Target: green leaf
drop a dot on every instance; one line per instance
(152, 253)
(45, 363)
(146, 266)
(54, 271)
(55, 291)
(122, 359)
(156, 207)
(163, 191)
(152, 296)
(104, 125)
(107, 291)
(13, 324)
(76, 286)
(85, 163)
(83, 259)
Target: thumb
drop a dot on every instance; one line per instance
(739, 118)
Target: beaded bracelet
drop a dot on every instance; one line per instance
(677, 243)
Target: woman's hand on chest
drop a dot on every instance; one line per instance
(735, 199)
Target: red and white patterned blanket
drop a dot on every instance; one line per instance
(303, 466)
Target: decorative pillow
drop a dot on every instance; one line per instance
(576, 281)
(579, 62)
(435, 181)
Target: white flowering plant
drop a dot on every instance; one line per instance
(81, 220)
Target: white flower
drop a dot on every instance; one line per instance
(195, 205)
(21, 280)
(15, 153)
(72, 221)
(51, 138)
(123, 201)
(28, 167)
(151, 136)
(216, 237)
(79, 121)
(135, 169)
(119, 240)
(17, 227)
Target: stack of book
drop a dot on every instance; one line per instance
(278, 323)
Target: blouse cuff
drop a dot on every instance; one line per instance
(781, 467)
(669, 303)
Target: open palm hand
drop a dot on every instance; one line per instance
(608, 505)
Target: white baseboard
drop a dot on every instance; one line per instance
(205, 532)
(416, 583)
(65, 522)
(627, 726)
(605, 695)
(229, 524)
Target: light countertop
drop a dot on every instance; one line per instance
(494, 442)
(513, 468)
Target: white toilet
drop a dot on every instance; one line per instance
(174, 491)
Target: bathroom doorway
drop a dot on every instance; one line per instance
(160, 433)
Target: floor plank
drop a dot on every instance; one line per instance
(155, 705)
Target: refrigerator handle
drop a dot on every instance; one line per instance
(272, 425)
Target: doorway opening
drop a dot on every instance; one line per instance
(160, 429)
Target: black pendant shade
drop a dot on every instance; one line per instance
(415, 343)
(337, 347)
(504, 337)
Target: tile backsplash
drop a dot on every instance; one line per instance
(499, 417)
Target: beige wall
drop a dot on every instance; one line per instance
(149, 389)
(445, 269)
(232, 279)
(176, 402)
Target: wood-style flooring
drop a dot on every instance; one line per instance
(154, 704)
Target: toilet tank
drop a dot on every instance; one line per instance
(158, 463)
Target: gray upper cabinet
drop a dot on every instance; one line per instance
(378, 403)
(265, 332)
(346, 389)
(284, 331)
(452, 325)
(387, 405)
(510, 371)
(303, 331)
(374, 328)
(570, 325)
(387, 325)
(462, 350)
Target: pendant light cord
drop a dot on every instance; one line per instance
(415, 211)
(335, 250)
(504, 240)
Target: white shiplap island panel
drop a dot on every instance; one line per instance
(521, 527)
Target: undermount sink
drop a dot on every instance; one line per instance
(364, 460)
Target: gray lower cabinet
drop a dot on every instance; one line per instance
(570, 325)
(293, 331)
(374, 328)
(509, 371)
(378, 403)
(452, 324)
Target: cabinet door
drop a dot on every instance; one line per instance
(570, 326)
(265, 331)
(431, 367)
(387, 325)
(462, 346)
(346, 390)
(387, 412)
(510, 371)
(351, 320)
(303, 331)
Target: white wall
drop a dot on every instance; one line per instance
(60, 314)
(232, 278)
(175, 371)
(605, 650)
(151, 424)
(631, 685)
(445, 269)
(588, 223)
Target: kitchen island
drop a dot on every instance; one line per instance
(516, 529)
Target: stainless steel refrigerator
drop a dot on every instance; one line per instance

# # #

» **ACTIVITY**: Take the line above containing "Target: blouse cuff", the line containing "Target: undermount sink", and all lines in between, and copy them exactly without anything else.

» **SOLUTION**:
Target: blouse cuff
drop a dot on every instance; one line per instance
(781, 467)
(669, 303)
Target: open palm hand
drop a dot on every instance; one line per instance
(608, 505)
Target: white baseboard
drop a dot on every instance; one line per instance
(205, 532)
(416, 583)
(65, 522)
(627, 726)
(605, 695)
(229, 524)
Target: light countertop
drop a dot on every instance; one line per instance
(494, 442)
(513, 468)
Target: white toilet
drop a dot on every instance; one line per instance
(174, 491)
Target: bathroom doorway
drop a dot on every instance; one line per instance
(160, 433)
Target: floor plank
drop a dot on every instance; one line per instance
(155, 705)
Target: refrigerator handle
drop a dot on every instance; one line per instance
(272, 425)
Target: doorway opening
drop a dot on every instance; one line per instance
(160, 429)
Target: black pendant shade
drop a dot on every instance; one line per instance
(415, 343)
(337, 347)
(504, 337)
Target: tile backsplash
drop a dot on every instance; one line per instance
(499, 417)
Target: beige wall
drop a dot on every instance; one line per instance
(149, 389)
(445, 269)
(232, 279)
(176, 402)
Target: wood-style flooring
drop a dot on every instance; one line per instance
(154, 704)
Target: toilet tank
drop a dot on every instance; one line per instance
(158, 463)
Target: gray upper cabinet
drop a dot on every instance; one line per instance
(378, 403)
(265, 332)
(346, 389)
(284, 331)
(452, 325)
(387, 405)
(510, 371)
(303, 331)
(374, 328)
(570, 325)
(387, 325)
(462, 350)
Target: pendant light cord
drop a dot on every instance; one line per instance
(415, 211)
(335, 250)
(504, 240)
Target: white shiplap island panel
drop a dot on every instance; one line per instance
(521, 527)
Target: undermount sink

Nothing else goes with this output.